Brief A — Retype the stretch of the records from the line containing "Target: coat of arms emblem" through the end of the records, keeping both ends.

Text —

+--

Sola scriptura…for dummies


At First Presbyterian Church of Bethlehem <www.fpc-bethlehem,org/sermons>, we’ve begun a five-part sermon series on the great “solas” of the Reformation. “Sola” is simply Latin for “alone.” And the solas serve as a simple way to distill the main emphasis of the reformation teaching on the nature and source of Christian faith.

The first of these is “sola scriptura” or “scripture alone.” As we explore this topic, it’s important to really wrap out hearts and minds about what this principle of scripture alone means (and doesn’t mean). So in today’s post we’ll take a non-scholarly look at this pillar of reformed belief.

Sola scriptura means that the Bible alone is a sufficient source and authority for how we understand Christian belief and how we practice the Christian faith.


Another way of stating this is that should a person have no other source of knowledge about God, the Bible is enough. It contains all that we need to know who God is, what God thinks of us, and how we can be reconciled to God through the Gospel.

Sola scriptura doesn’t mean that the Bible tells us everything there is to know about God. In fact the Bible itself tells us, “Now there were many other things that Jesus did. Were every one of them to be written, I suppose the whole world itself could not contain the books that would be written” (John 21:25).

The Reformation insistence on “Scripture alone” was a response to the Medieval Catholic Church, which had derived beliefs/doctrines from the Bible and reason that the Reformers (rightly) declared not to be justified on the basis of the text of Scripture. An example is the doctrine of purgatory. There is no clear reference in scripture to an intermediate place of purification that changes the nature of souls so that they are fit for heaven. However, at the same time, it is a reasonable (if unbiblical) answer to the question: how do imperfect people get into heaven? That belief can, however, only gain hold when a source other than the Bible is allowed to augment the witness of scripture.


Sola scriptura is simply a boundary fence that helps us to know with some degree of certainty what the church ought to focus on in its proclamation. N.T. Wright defines the contours of the doctrine like this:

 [Sola scriptura] provided, on the one hand, a statute of limitations: nothing beyond Scripture is to be taught as needing to be believed in order for one to be saved. One the other hand, it gave a basic signpost on the way: the great truths taught in scripture are indeed the way of salvation, and those instructed with the teaching office in the church have no right to use that office to teach anything else.

(Wright, Scripture and the Authority of God, 72-3).

It’s also a boundary line for the individual Christian in order for us to settle for ourselves the answer to the questions: Who is God? What must I believe to be saved? Is there meaning to my life? It’s a way of placing the Bible where it ought to be: front and center in the belief and practice of the Christian community:


When expounded faithfully, with proper attention given to the central New Testament emphasis on the cross and resurrection of Jesus Christ as the turning point of all history…God’s word [will] once again do a fresh work in the hearts and lives of ordinary people. (Wright, 73).

+--

Extracted material —
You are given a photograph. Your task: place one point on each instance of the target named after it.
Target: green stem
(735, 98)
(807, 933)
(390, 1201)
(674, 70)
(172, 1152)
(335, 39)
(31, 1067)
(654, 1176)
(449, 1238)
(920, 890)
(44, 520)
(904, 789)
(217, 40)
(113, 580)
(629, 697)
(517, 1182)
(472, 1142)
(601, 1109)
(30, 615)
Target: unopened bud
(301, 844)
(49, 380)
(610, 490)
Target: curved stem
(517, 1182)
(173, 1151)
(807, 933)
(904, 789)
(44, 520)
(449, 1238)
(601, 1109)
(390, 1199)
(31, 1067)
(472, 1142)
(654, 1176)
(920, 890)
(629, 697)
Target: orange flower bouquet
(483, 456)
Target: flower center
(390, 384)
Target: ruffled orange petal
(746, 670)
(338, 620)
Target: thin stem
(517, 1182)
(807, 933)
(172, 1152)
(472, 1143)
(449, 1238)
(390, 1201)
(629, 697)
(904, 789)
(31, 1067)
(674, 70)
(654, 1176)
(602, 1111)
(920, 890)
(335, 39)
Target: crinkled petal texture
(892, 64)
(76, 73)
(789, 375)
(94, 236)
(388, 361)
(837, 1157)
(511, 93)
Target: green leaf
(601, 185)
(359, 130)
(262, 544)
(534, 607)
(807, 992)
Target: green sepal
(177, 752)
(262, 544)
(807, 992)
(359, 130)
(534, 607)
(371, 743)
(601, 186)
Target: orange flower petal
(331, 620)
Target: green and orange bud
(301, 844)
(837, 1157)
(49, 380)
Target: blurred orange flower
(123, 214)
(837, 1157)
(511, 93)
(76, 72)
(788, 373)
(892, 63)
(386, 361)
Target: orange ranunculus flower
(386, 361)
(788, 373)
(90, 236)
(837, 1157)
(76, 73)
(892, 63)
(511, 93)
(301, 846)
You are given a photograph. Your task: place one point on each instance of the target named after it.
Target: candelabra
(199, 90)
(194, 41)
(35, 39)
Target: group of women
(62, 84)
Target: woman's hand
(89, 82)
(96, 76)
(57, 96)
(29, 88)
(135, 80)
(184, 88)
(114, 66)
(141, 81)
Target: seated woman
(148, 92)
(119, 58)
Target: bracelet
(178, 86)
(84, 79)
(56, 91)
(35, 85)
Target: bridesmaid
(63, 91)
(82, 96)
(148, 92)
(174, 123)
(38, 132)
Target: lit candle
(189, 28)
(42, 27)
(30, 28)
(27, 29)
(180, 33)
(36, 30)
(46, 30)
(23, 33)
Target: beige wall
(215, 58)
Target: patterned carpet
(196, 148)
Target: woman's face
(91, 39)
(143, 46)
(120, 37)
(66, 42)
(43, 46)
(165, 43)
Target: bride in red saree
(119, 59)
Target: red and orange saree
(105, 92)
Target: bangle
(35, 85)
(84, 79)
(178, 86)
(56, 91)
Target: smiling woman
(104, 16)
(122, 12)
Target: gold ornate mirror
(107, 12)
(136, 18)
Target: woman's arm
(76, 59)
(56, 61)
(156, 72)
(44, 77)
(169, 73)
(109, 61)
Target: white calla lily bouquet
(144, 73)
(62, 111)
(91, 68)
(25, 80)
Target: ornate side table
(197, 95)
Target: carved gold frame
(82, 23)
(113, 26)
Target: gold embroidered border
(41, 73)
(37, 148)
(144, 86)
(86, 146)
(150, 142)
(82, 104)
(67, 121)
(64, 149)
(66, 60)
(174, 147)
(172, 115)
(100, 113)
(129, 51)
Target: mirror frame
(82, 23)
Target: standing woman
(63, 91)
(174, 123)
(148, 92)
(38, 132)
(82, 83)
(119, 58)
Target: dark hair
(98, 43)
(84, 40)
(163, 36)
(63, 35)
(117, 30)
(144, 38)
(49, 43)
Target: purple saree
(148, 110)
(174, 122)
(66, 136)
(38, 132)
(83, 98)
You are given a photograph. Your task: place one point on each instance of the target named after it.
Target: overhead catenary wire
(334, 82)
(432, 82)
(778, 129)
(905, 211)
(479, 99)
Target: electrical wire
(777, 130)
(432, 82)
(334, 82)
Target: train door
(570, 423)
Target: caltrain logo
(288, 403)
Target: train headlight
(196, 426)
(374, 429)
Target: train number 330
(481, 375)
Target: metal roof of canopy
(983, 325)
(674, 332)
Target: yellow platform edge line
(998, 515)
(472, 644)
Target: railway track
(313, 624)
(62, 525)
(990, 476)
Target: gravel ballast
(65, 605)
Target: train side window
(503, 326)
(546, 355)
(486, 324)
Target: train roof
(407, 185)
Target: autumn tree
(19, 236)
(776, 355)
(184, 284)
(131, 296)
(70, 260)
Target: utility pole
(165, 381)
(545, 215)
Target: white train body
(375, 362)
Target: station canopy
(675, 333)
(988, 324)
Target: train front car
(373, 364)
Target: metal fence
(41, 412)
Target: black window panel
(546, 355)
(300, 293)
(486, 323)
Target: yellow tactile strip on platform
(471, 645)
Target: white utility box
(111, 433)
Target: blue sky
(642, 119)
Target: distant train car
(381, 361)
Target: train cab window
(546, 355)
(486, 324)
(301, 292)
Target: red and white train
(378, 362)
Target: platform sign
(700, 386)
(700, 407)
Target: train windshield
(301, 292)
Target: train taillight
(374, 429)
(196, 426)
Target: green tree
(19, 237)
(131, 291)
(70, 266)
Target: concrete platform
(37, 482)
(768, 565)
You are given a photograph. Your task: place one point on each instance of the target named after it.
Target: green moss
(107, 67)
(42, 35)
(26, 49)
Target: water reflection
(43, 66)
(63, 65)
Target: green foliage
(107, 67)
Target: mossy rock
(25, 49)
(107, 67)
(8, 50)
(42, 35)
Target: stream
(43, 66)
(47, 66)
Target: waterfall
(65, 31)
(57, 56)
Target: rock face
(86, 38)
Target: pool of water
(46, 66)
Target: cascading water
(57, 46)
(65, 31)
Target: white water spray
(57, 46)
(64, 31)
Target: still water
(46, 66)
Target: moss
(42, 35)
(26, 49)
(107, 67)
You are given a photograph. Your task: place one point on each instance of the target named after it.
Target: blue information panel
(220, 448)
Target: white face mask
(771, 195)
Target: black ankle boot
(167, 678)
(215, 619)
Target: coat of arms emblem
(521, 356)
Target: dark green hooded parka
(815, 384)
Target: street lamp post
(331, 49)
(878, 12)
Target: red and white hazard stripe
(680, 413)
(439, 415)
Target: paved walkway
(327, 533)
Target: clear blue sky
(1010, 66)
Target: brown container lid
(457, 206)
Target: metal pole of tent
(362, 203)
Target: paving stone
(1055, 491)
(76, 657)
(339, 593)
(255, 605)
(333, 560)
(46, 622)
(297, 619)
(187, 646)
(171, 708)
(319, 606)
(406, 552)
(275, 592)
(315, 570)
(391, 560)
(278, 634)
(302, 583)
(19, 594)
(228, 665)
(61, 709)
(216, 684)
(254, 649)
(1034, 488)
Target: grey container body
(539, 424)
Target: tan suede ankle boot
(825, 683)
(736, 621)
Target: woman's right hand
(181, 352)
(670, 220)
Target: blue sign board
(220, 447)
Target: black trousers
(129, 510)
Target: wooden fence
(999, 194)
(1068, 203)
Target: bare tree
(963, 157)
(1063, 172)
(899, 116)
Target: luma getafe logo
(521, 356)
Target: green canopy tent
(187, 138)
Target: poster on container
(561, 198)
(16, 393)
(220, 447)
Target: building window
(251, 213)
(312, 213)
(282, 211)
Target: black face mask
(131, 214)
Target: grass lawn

+--

Brief B — In the post on sola scriptura, which doctrine is offered as an example of a belief the Reformers said Scripture did not justify?

Task response A —
Target: coat of arms emblem
(521, 356)
Target: dark green hooded parka
(815, 384)
Target: street lamp post
(331, 49)
(878, 12)
Target: red and white hazard stripe
(680, 413)
(439, 415)
Target: paved walkway
(327, 533)
Target: clear blue sky
(1010, 66)
Target: brown container lid
(457, 206)
Target: metal pole of tent
(362, 203)
Target: paving stone
(1055, 491)
(76, 657)
(339, 593)
(255, 605)
(333, 560)
(46, 622)
(297, 619)
(187, 646)
(171, 708)
(319, 606)
(406, 552)
(275, 592)
(315, 570)
(391, 560)
(278, 634)
(302, 583)
(19, 594)
(228, 665)
(61, 709)
(216, 684)
(254, 649)
(1034, 488)
Target: grey container body
(539, 424)
Target: tan suede ankle boot
(825, 683)
(736, 621)
Target: woman's right hand
(181, 352)
(670, 220)
Target: blue sign board
(220, 447)
Target: black trousers
(129, 510)
Target: wooden fence
(999, 194)
(1068, 203)
Target: bare tree
(963, 157)
(1063, 172)
(899, 116)
Target: luma getafe logo
(521, 356)
Target: green canopy tent
(187, 138)
Target: poster on container
(561, 198)
(16, 393)
(220, 447)
Target: building window
(251, 213)
(312, 213)
(282, 211)
Target: black face mask
(131, 214)
Target: grass lawn

Task response B — The doctrine of purgatory.